Amas dan Abdi mengganggu Agus yang sedang rebahkan kepalanya ke meja seperti sedang tertidur.

            “Gus ko kenapa lemas kali, kena gigit tomcat kau ?” Tanya Amas meledek.
            “iya Gus kena tomcat kau ?” kata Abdi menambah candaan. “Res, si Agus kena gigit tomcat apa obatnya Res ?” Tanya Abdi ke saya.
            “iya Gus ?, pake kan air sabun aja” seru saya ikut nyeletuk bercanda.
            “tu Gus pake air sabun biar sembuh kena tomcatnya hahaahaha…..” canda Amas dan Abdi.
***

Inilah beberapa teman-teman yang mengikuti microteaching dan pengalamannya yang terjadi saat praktek.
Teguh Maulana
            Teman saya yang ini adalah orang yang pertamakali maju untuk praktek di microteaching. Saat yang lainnya pada ragu-ragu (termasuk saya) Teguh menawarkan diri untuk maju mempraktekkan kemampuan mengajarnya sesuai dengan RPP yang dibuatnya dengan materi “Resistor”. Dengan media gambar dan resistor yang dibawanya untuk dibagikan, Teguh memulainya dengan tenang dan berurutan mulai dari penjelasan resistor, bentuknya dan pembacaan kode warnanya. Kemampuannya diapresiasikan oleh pak Tambunan dengan mengatakan apa yang ditampilkannya tadi sudah bagus. Dan ini merupakan awal pelecut semangat untuk teman-teman yang lainnya agar percaya diri termasuk saya.

--

:: KETENTUAN TUGAS ::
1. Jawablah pertanyaan berikut berdasarkan teks tentang microteaching.
(a) Apa yang disarankan penutur sambil bercanda sebagai obat gigitan tomcat?
(b) Siapa yang pertama kali maju untuk praktek di microteaching?
(c) Materi apa yang diajarkan Teguh sesuai dengan RPP yang dibuatnya?
2. Tulis ulang bagian teks tentang microteaching yang dimulai dari "Amas dan Abdi mengganggu" dan berakhir pada "terjadi saat praktek.", lalu ubah "Agus" menjadi "Budi".
3. Teruskan teks tentang microteaching ini mulai setelah kalimat terakhirnya.
Daftar berikut tidak berhubungan dengan teks tentang microteaching.

(Entri dataset)
--

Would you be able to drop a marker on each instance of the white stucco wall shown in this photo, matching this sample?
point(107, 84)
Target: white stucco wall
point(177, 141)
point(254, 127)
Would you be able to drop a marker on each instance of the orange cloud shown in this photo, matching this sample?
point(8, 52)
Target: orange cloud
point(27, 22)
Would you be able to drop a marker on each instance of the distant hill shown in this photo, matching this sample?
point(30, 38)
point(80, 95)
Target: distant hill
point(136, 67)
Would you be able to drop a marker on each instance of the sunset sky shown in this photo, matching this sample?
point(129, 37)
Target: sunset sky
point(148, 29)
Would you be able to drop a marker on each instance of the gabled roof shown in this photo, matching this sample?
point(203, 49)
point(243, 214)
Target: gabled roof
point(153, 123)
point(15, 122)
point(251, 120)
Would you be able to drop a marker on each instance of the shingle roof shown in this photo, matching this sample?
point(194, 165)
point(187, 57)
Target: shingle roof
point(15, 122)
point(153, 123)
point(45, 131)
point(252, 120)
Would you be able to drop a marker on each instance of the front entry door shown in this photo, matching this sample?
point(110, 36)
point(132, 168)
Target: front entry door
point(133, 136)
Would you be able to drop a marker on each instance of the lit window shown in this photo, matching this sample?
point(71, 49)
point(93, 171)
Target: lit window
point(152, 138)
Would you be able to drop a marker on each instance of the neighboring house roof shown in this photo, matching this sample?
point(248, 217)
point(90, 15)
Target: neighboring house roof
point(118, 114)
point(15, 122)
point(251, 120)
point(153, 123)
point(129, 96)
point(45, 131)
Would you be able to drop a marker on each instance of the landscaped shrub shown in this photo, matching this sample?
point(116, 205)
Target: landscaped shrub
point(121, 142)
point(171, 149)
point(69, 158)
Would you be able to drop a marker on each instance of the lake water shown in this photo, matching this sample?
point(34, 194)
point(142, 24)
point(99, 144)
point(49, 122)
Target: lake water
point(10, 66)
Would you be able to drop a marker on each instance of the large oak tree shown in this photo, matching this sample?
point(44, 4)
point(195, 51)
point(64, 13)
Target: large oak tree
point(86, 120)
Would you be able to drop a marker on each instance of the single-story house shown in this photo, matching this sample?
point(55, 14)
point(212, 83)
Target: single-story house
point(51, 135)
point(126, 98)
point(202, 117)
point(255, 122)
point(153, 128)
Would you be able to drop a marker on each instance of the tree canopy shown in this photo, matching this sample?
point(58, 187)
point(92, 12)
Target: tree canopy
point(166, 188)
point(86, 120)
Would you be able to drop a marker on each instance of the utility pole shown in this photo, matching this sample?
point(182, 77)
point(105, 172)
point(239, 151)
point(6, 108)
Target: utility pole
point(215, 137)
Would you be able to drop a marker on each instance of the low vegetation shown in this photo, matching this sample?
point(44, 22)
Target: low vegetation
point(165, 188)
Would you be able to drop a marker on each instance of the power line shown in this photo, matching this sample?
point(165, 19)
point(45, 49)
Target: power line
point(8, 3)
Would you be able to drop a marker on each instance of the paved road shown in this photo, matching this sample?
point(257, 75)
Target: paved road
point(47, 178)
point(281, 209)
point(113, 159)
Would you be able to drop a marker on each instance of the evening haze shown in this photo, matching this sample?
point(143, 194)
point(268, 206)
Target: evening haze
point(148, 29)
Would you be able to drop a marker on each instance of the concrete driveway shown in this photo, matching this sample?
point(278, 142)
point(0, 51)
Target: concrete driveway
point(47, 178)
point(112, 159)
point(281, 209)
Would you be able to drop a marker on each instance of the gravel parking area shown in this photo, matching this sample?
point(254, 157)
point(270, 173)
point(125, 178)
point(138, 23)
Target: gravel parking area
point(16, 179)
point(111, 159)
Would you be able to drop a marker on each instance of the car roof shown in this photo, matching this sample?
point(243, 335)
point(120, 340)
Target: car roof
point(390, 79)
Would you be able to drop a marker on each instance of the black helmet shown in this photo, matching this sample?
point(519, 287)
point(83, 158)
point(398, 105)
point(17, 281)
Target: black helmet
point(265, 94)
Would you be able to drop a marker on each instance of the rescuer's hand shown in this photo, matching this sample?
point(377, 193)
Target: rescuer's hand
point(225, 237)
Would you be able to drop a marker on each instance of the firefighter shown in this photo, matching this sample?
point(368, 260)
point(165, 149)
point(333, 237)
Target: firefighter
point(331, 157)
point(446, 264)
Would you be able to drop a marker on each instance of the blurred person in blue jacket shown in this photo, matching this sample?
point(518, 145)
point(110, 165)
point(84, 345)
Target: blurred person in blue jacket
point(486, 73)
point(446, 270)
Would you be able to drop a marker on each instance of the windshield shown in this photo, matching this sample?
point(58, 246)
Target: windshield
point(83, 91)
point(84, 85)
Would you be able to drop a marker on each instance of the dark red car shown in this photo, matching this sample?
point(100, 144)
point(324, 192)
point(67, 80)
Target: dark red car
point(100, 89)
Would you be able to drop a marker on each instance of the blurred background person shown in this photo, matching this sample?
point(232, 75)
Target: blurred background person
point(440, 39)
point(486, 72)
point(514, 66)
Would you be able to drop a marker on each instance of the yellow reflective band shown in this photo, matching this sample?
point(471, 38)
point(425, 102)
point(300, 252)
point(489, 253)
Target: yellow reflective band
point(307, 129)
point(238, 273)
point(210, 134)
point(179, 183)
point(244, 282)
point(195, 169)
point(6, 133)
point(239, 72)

--

:: HASIL LATIHAN ::
1.
(a) Air sabun.
(b) Teguh Maulana.
(c) Resistor.

2.
Amas dan Abdi mengganggu Budi yang sedang rebahkan kepalanya ke meja seperti sedang tertidur.

            “Gus ko kenapa lemas kali, kena gigit tomcat kau ?” Tanya Amas meledek.
            “iya Gus kena tomcat kau ?” kata Abdi menambah candaan. “Res, si Budi kena gigit tomcat apa obatnya Res ?” Tanya Abdi ke saya.
            “iya Gus ?, pake kan air sabun aja” seru saya ikut nyeletuk bercanda.
            “tu Gus pake air sabun biar sembuh kena tomcatnya hahaahaha…..” canda Amas dan Abdi.
***

Inilah beberapa teman-teman yang mengikuti microteaching dan pengalamannya yang terjadi saat praktek.

3.
Jaka Dwi Sandria, Satriawan dan Geri
            Jaka, Satriawan dan Geri  memilih topik saklar dengan membawa media yang berupa saklar sebagai contoh dalam pembelajarannya. Kalau Jaka cara mengajarnya menjelaskan sambil mempraktekkan penggunaan dan prinsip kerja saklar, jadi sambil memegang dan menunjukkan bagian-bagian saklar dia juga sambil menjelaskannya. Satriawan juga demikian, berbagai jenis saklar dia jelaskan fungsi dan bagian-bagiannya sambil menunjukkannya di saklar yang dia bawa. Kalau Geri mengajarnya sangat selow, bahkan terlalu selow sampai sampai edin terlalu focus memperhatikannya. Masih terlihat kecanggungan dalam berbicara saat Geri menyampaikan pembelajaran sehingga tidak semua materi dapat dijelaskannya dengan terperinci, tapi kalau saja dia menambah dengan melucu saat itu mungkin pembelajaran akan lebih hidup.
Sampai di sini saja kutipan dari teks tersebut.